(Exercise requirements) Copy out the listing below line for line, without changing a single character.

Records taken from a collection

-=-=-=-=-

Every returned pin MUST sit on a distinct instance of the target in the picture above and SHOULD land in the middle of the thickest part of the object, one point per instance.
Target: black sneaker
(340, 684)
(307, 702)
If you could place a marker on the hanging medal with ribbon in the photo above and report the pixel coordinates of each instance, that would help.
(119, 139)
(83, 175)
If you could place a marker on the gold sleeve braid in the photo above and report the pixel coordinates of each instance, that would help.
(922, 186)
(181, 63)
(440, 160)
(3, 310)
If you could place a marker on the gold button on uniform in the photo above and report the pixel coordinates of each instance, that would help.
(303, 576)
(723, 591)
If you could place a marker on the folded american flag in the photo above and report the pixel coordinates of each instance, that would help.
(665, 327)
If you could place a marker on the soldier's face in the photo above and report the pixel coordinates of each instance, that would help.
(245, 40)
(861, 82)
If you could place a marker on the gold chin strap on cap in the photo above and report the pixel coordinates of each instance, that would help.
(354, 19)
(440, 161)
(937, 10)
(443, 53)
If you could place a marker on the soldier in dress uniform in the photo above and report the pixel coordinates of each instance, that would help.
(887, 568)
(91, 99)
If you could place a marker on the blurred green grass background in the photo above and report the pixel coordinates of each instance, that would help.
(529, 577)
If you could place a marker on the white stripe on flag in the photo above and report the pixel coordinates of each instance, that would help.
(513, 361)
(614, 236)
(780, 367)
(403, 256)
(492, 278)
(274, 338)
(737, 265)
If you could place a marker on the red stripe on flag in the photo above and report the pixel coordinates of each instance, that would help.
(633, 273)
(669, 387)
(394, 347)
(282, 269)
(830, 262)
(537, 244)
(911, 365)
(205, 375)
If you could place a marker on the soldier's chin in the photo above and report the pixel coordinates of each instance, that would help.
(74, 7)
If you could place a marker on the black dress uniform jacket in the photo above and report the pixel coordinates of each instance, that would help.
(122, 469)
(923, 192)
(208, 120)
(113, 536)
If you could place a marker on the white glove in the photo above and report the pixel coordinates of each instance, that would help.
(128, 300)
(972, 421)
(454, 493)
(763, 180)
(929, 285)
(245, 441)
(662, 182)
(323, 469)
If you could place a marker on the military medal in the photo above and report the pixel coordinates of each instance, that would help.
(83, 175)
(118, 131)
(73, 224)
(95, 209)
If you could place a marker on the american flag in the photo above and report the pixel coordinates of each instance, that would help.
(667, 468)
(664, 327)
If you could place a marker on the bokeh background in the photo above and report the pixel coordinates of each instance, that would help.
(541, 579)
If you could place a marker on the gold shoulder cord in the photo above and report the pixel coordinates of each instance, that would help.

-=-=-=-=-

(Exercise result)
Every returned pin MUST sit on a distinct instance of the target in the picture above and SHOULD land in the middle of the thickest part of the object, one point per instance.
Target: black sneaker
(340, 684)
(307, 702)
If you could place a marker on the hanging medal with ribbon in the photo above and report the pixel coordinates of each instance, that would help.
(119, 139)
(83, 175)
If you could place a marker on the gold sleeve braid in the photo above and report the pixel coordinates of each instance, that would help.
(922, 186)
(181, 63)
(440, 160)
(3, 310)
If you could place a marker on the gold button on uniform in the photo above and report the pixel coordinates of each instance, that would help.
(303, 576)
(723, 591)
If you could place a marker on the folded american flag in the photo above and report the pixel coordinates of each instance, that would help.
(665, 327)
If you could place a marker on the soldier's face in the photo above and report the pixel coordinates of each instance, that would help.
(245, 40)
(861, 82)
If you could place a marker on the gold chin strap on cap in the photo above and report the pixel coordinates of each instance, that would help.
(354, 19)
(440, 161)
(937, 10)
(443, 53)
If you could place a marker on the soldier in dress uniform in the photo above and report the pixel coordinates of each instance, that would help.
(887, 568)
(91, 99)
If you could place a marker on the blurred green grass background in the photo above and report the pixel coordinates of each instance, that would help.
(529, 577)
If you could place a marker on the white stripe on flag in the photo above and report the pixel coordinates of each instance, that would help.
(513, 361)
(614, 236)
(780, 367)
(403, 256)
(492, 278)
(274, 338)
(737, 265)
If you could place a marker on the red stripe on flag in the photo above and report the pixel coordinates of each instance, that would help.
(633, 273)
(669, 387)
(394, 347)
(282, 269)
(830, 262)
(537, 244)
(911, 365)
(205, 375)
If you could place a marker on the soldier's chin in the photo above and report the pixel coordinates of each instance, that would help.
(74, 7)
If you could place a marker on the black dress uniform jacket in the photo above and report the pixel coordinates of each instance, that would help.
(122, 469)
(923, 192)
(208, 120)
(113, 536)
If you could place a marker on the white glove in the photo above and report the pixel coordinates of each instance, that would help.
(128, 300)
(972, 421)
(454, 493)
(763, 180)
(929, 285)
(245, 441)
(662, 182)
(323, 469)
If you could place a marker on the military medal in the photo above and report the pixel coordinates of each instance, that would help.
(83, 175)
(118, 131)
(73, 224)
(95, 209)
If you could place a marker on the american flag in the photo above and report the pixel coordinates of each instance, that would help.
(667, 468)
(664, 327)
If you could place a marker on the bokeh background in the photo above and report the pixel coordinates of each instance, that would help.
(541, 579)
If you could place a marker on the gold shoulder cord in the photo above and report the pixel coordinates of each instance, that would help.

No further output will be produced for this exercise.